> AIM OF THE TASK: Pick out each line of the data below containing the word "that", and copy those lines.

> INFORMATION GIVEN:
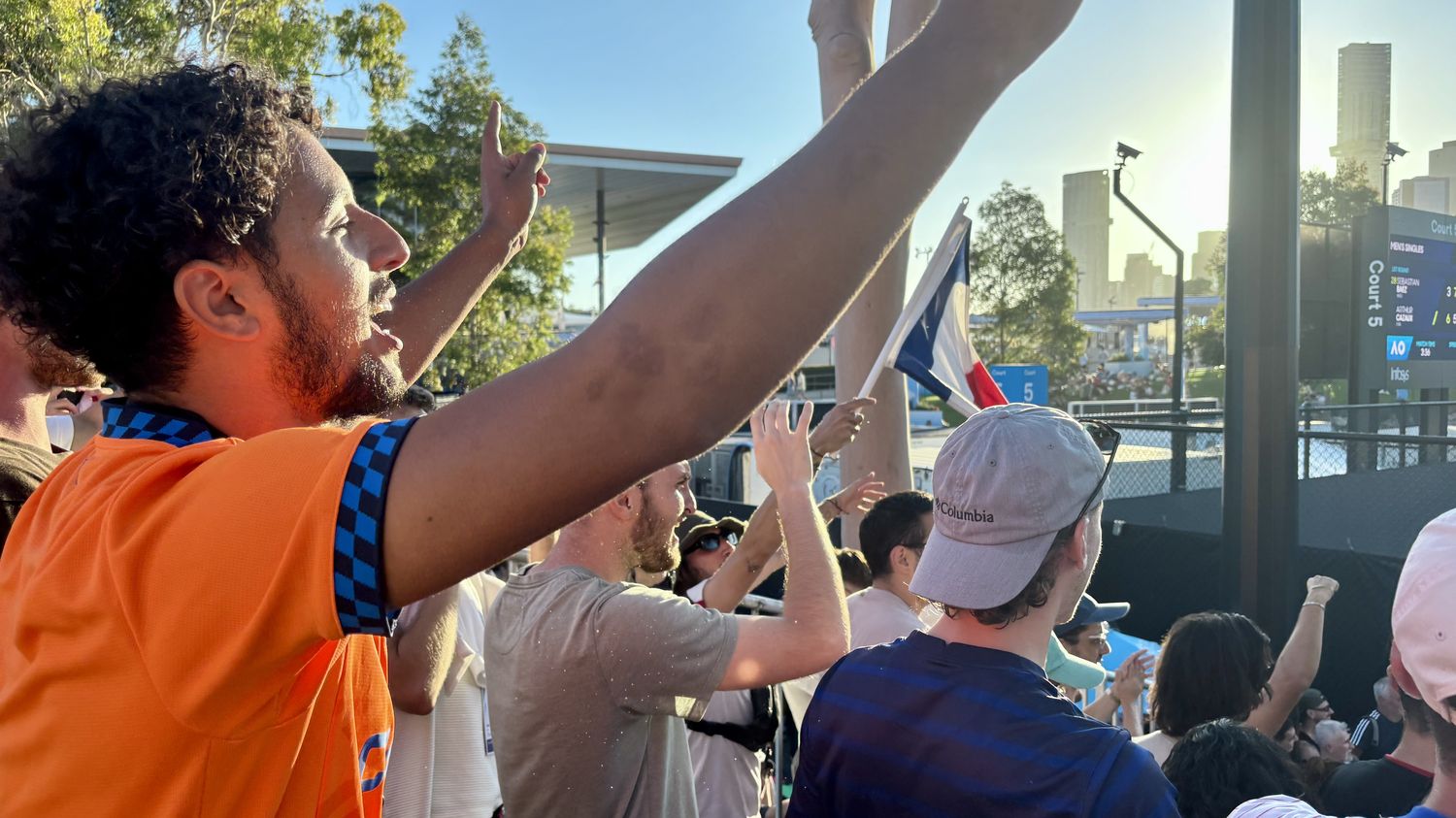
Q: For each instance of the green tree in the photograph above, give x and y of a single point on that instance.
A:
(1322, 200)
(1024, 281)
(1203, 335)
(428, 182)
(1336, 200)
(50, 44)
...
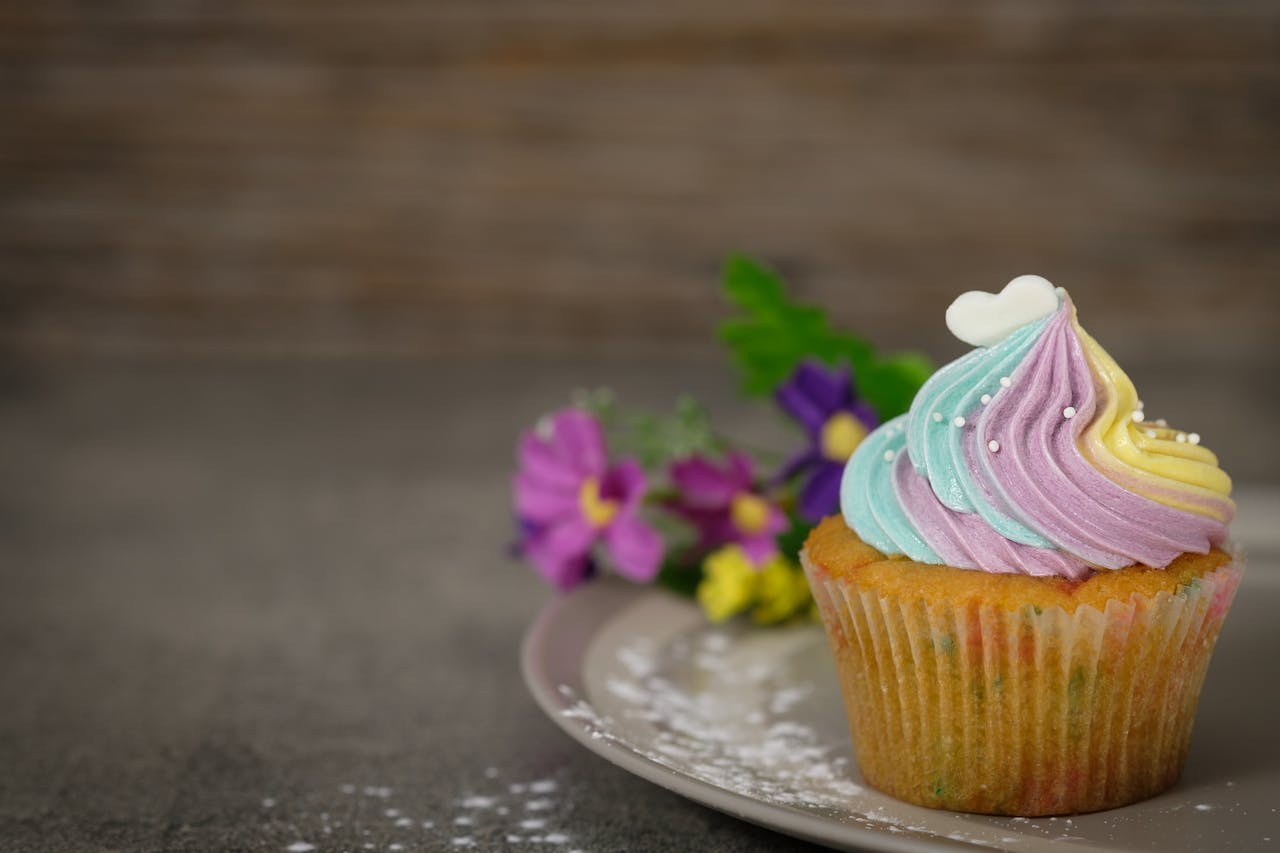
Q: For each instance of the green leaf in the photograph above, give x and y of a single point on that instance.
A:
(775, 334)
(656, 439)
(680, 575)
---
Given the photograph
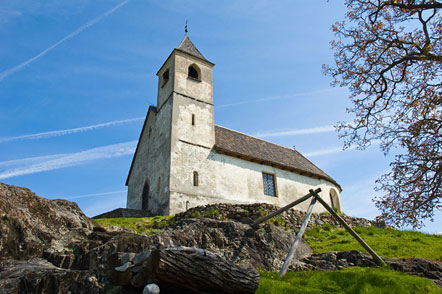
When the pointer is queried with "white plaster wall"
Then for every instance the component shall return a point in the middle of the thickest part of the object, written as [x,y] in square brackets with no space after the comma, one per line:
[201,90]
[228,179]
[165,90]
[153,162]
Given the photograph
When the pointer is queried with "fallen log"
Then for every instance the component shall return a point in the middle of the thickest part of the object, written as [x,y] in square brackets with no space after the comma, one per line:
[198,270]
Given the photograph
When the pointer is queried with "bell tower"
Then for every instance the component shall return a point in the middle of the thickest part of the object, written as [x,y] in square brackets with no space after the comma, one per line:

> THE SOLUTION:
Q: For each instance of the green tree in the photograph above, give x and y of a single point on that instance.
Q: For each instance of the green leaf in the photograph above, give x and y of a single point on that instance.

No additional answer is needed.